(The problem) Lines below starting with the line with "Sample output: [[363, 228]]" and going on through the line with "Sample output: [[582, 206]]" must be output exactly; the rest of the records must be left out.

(Stored data entries)
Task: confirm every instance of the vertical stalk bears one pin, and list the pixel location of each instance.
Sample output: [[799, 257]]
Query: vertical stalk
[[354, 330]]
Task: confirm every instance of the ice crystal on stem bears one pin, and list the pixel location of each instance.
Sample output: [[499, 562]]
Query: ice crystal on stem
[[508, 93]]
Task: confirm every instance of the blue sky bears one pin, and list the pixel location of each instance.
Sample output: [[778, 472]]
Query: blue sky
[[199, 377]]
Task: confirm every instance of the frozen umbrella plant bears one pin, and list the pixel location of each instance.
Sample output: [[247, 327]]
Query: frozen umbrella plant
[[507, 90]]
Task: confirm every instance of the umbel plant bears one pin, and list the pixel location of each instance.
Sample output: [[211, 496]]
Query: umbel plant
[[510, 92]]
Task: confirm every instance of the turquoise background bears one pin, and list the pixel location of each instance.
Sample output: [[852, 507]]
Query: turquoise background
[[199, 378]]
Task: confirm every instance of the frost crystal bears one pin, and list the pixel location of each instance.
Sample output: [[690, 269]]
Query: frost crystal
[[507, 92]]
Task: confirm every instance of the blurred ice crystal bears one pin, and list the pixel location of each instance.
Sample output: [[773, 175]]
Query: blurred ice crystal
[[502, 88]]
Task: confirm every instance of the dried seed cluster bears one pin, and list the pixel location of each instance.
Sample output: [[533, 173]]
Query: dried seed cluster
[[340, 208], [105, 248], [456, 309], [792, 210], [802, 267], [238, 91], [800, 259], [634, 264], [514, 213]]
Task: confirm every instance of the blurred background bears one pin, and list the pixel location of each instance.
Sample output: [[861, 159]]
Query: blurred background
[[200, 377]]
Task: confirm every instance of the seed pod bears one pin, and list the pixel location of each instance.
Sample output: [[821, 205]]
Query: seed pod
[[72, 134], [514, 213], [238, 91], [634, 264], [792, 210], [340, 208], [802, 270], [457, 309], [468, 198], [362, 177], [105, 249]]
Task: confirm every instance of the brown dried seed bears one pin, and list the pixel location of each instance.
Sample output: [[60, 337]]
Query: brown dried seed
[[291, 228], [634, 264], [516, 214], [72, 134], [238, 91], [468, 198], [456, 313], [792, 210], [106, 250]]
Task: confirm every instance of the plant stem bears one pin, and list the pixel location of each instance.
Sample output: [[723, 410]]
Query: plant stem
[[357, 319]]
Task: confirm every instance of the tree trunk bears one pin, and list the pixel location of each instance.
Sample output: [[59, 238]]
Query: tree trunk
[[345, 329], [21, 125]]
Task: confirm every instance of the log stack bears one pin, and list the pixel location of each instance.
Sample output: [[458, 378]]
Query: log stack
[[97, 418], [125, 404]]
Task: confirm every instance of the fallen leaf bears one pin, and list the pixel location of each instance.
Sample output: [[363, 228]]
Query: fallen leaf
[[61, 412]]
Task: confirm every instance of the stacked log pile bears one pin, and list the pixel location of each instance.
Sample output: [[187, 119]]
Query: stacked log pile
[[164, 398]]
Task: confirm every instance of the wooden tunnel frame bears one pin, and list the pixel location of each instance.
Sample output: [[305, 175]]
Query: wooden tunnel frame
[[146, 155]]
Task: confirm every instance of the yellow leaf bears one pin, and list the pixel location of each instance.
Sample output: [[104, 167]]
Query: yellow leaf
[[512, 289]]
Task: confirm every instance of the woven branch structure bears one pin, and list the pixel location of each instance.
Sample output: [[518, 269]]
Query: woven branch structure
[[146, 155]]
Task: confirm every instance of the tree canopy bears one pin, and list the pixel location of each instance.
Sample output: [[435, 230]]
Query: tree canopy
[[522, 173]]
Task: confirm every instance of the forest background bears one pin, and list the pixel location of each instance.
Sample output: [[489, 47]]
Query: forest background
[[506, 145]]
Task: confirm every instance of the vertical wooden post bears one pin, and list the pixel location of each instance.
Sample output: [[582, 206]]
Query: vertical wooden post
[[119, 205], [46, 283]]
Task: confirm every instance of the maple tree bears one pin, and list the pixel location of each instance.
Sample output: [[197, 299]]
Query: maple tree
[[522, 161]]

==

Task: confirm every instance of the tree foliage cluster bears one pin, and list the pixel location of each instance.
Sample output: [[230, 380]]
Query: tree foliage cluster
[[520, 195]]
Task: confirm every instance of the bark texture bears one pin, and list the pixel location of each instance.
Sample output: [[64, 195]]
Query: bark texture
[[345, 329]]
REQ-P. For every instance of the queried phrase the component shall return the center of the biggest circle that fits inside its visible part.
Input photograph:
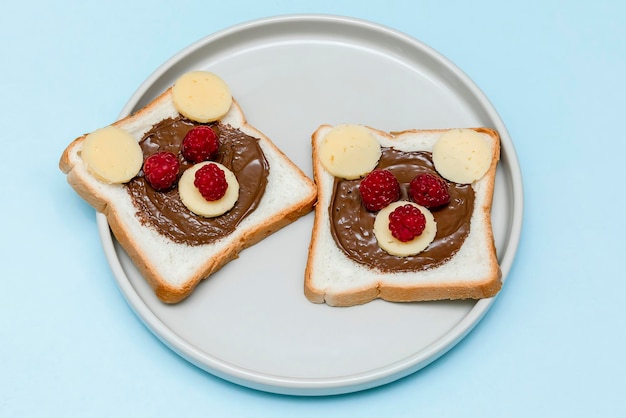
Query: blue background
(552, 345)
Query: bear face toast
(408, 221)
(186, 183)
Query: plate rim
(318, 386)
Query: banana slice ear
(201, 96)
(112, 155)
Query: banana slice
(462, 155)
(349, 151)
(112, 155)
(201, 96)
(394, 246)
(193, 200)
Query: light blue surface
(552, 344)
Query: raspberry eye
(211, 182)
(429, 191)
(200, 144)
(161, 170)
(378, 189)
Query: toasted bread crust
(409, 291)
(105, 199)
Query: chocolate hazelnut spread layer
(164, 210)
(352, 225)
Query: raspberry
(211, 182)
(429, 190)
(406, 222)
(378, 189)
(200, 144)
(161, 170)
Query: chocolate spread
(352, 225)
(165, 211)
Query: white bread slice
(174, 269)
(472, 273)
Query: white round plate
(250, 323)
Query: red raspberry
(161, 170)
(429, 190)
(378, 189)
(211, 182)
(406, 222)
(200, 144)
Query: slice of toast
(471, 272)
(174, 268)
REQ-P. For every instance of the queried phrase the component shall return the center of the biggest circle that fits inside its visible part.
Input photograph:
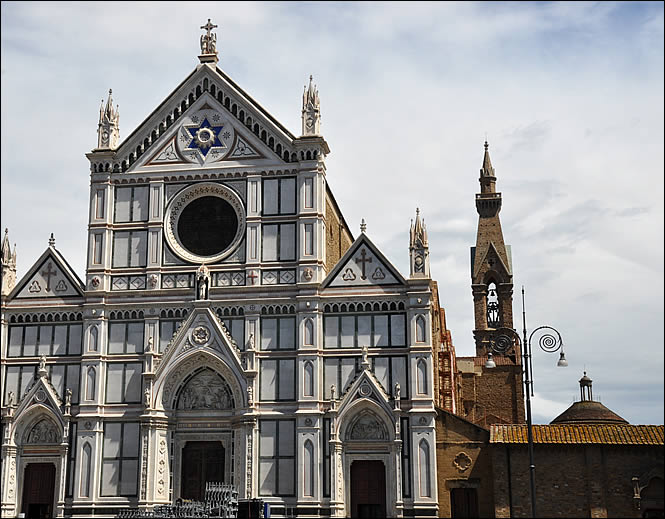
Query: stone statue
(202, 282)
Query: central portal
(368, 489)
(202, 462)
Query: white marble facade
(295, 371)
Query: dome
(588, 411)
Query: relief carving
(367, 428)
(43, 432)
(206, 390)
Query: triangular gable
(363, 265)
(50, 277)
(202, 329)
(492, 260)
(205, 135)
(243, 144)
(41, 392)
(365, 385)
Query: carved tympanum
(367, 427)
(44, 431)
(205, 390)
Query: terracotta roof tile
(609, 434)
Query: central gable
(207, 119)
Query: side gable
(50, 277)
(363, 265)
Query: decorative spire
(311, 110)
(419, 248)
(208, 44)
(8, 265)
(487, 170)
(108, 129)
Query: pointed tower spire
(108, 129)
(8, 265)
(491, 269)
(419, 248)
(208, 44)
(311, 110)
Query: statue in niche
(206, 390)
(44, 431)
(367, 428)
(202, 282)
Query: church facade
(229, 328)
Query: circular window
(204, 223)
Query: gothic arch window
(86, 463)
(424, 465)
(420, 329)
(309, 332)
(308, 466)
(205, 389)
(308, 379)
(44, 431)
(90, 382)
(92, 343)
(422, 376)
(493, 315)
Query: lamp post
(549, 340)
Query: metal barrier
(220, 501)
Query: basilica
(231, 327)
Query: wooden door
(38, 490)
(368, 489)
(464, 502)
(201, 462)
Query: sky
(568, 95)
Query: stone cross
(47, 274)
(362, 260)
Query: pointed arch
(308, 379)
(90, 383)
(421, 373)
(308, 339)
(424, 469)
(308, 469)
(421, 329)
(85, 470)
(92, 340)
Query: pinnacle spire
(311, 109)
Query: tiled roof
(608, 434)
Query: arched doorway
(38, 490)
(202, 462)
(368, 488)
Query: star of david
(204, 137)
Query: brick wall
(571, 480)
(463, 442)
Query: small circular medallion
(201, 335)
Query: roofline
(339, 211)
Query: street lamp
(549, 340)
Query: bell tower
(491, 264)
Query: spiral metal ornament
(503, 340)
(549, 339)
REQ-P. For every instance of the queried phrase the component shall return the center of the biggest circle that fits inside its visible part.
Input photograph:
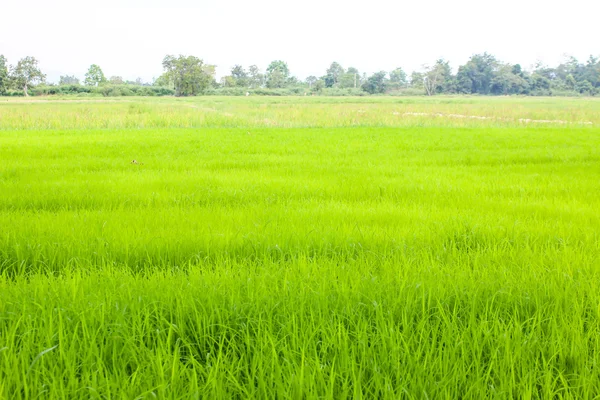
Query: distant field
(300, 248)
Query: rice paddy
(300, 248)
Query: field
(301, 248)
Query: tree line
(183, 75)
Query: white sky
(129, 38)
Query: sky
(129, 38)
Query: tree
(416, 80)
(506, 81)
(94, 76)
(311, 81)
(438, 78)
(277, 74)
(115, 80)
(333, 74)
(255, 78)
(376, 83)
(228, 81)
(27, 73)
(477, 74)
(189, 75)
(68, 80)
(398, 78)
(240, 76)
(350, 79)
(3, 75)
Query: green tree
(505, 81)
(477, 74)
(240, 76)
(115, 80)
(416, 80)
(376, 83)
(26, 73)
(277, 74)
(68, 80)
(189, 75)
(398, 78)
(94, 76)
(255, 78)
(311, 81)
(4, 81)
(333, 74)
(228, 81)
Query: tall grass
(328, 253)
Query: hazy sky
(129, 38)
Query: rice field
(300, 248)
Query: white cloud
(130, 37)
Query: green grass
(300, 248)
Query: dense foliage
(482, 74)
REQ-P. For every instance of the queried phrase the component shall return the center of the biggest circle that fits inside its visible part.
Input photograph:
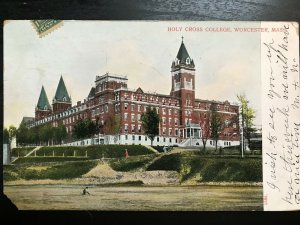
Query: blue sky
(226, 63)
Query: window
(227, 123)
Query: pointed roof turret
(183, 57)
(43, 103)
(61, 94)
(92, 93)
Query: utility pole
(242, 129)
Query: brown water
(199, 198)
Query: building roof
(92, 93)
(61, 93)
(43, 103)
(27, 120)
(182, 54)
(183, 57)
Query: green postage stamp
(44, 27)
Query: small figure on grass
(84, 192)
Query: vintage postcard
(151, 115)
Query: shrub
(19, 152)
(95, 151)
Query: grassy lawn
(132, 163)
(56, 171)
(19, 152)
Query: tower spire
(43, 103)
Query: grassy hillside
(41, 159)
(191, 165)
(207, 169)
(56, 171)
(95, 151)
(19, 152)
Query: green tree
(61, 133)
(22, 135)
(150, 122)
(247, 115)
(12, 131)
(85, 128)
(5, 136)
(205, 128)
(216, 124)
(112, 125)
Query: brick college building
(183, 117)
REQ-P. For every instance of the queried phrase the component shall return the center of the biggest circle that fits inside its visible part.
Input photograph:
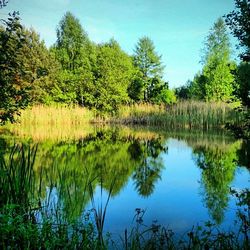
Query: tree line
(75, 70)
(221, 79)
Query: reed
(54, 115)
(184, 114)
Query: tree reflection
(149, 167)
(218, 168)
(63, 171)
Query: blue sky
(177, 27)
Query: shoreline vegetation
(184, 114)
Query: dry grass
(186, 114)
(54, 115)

(Result of this task)
Sample output: [[363, 228]]
Query: fallen leaf
[[61, 412]]
Task: confirm every instance of the stacked log pile bears one pin, and list the pixel location of each instance.
Sample output: [[187, 119]]
Query: stacked log pile
[[164, 398]]
Task: confirm every instance of the wooden tunnel frame bears one pin, and list the pixel location of each instance.
Sample output: [[305, 175]]
Query: wooden tunnel frame
[[146, 155]]
Task: confirm every instance of the yellow leaf bears one pin, and list the pixel location of each instance.
Sample output: [[104, 167]]
Query: yellow leaf
[[512, 289]]
Task: confirm every instance of the woven branch structure bears one pin, and list the pixel location of each instance.
Sample output: [[518, 269]]
Query: woven branch structure
[[146, 155]]
Task: confirm every instance of the tree canopy bears one pin, and list the pixel location of each instance.
Sample output: [[435, 230]]
Query: tree canopy
[[522, 173]]
Task: confirm every instance of the forest background bears one pin, and list the pixel location of each instance.
Sample output: [[489, 47]]
Query: forest background
[[506, 145]]
Task: confirm every instance of the vertical wooden post bears one pin, and list the pixel location of each instance.
Sample output: [[582, 206]]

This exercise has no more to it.